*WHAT YOU NEED TO DO*: Please reproduce all of the records below word for word, leaving out the pictures.

Collected data
++++++++
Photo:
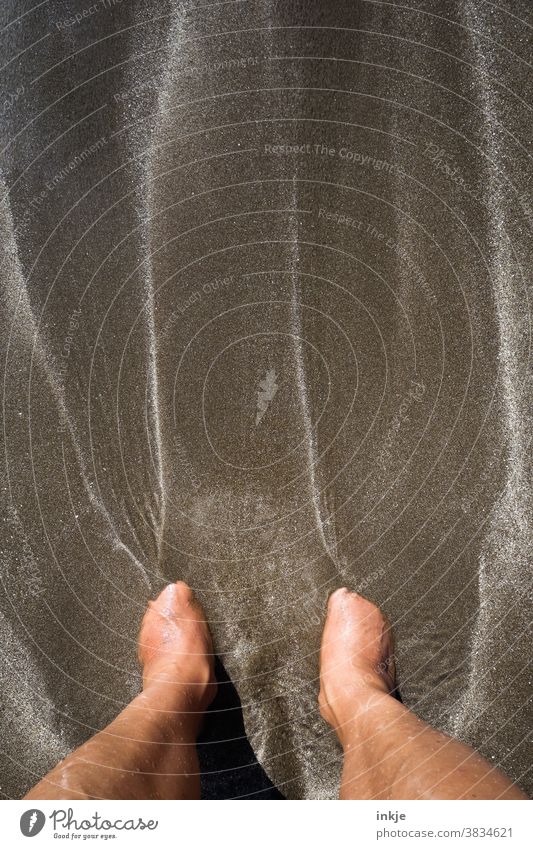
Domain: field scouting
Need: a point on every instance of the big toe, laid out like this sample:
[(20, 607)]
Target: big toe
[(174, 622)]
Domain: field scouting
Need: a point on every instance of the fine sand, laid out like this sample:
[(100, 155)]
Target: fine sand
[(265, 327)]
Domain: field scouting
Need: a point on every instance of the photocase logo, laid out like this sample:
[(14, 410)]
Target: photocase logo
[(31, 822), (267, 391)]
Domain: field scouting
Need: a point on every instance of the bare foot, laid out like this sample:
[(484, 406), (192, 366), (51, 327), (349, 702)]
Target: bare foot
[(175, 647), (356, 658)]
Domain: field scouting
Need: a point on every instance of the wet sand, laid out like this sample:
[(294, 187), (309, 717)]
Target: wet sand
[(265, 328)]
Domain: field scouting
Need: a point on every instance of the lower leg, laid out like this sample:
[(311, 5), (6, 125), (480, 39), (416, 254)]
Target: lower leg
[(149, 751), (389, 753)]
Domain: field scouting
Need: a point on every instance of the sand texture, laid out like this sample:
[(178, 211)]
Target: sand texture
[(265, 327)]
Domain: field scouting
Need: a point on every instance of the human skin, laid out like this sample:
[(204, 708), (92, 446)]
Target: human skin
[(149, 750), (389, 753)]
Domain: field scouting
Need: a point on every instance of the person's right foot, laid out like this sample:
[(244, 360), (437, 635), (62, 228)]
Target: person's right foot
[(356, 657), (175, 647)]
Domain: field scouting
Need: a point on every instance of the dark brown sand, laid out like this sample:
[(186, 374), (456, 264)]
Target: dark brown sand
[(265, 327)]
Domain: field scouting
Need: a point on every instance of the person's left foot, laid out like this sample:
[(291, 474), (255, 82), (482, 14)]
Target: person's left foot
[(175, 646)]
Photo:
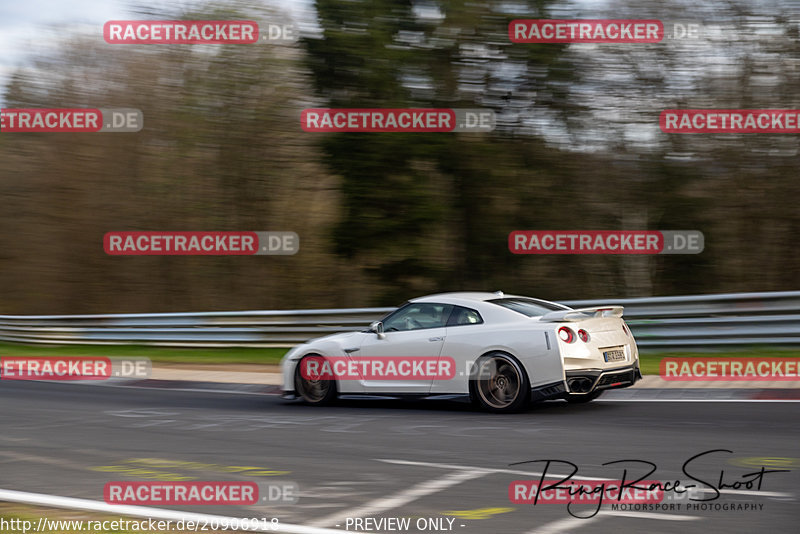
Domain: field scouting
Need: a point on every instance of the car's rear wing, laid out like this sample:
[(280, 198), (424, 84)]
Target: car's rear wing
[(582, 313)]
++++++++
*IN RESPONSE*:
Photo:
Domain: field scouting
Need: a point on every instance of the big toe, laid out like this sample:
[(20, 607)]
Target: big toe
[(174, 622)]
Domain: field scouting
Need: a point on every instance of the fine sand, laid out like this sample:
[(100, 155)]
Target: fine sand
[(265, 327)]
Domain: field scouting
Need: a point on every instance of the photocase logo, laid out like this sample:
[(14, 410)]
Target: photocase logo
[(31, 822), (267, 391)]
Domain: field scouting
Need: a point on every instance of the bare foot, laid out like this sample:
[(484, 406), (192, 366), (51, 327), (349, 702)]
Target: bare foot
[(175, 647), (356, 658)]
Domain: field scouting
Need: a point on every instance of the wet sand, laid out like this sample:
[(294, 187), (309, 717)]
Target: wet sand
[(265, 328)]
Domain: field scouting
Need: a point on every instance of the lower leg, laid out like this sample:
[(311, 5), (6, 125), (480, 39), (416, 254)]
Target: lower leg
[(149, 751), (389, 753)]
Domain: field scouting
Need: a point on every instance of the sand texture, laid out like this sample:
[(178, 211)]
Target: sand texture
[(265, 327)]
Domain: field scouting
Need: a point on every instance of the human skin, laid out like this sample:
[(204, 708), (92, 446)]
Target: human skin
[(149, 750), (389, 753)]
Domain: field scouting
Need: a point on every instance of the person's right foot, laid out like this sample:
[(244, 360), (437, 635), (62, 228)]
Target: person's right foot
[(356, 657), (175, 647)]
Domain: field scouting
Need: a point on every instance of the dark brown sand, laid out like this sample:
[(186, 374), (456, 264)]
Target: dark brown sand
[(265, 327)]
Domain: field scouting
Need: a point on every instance of the person's left foot, laid out like this sample:
[(291, 474), (255, 82), (482, 14)]
Target: person's left foot
[(175, 646)]
Photo:
Domain: field scouting
Need: a point on every instance of the car's rear wing, laid out like this sample:
[(280, 198), (424, 84)]
Target: car's rear wing
[(582, 313)]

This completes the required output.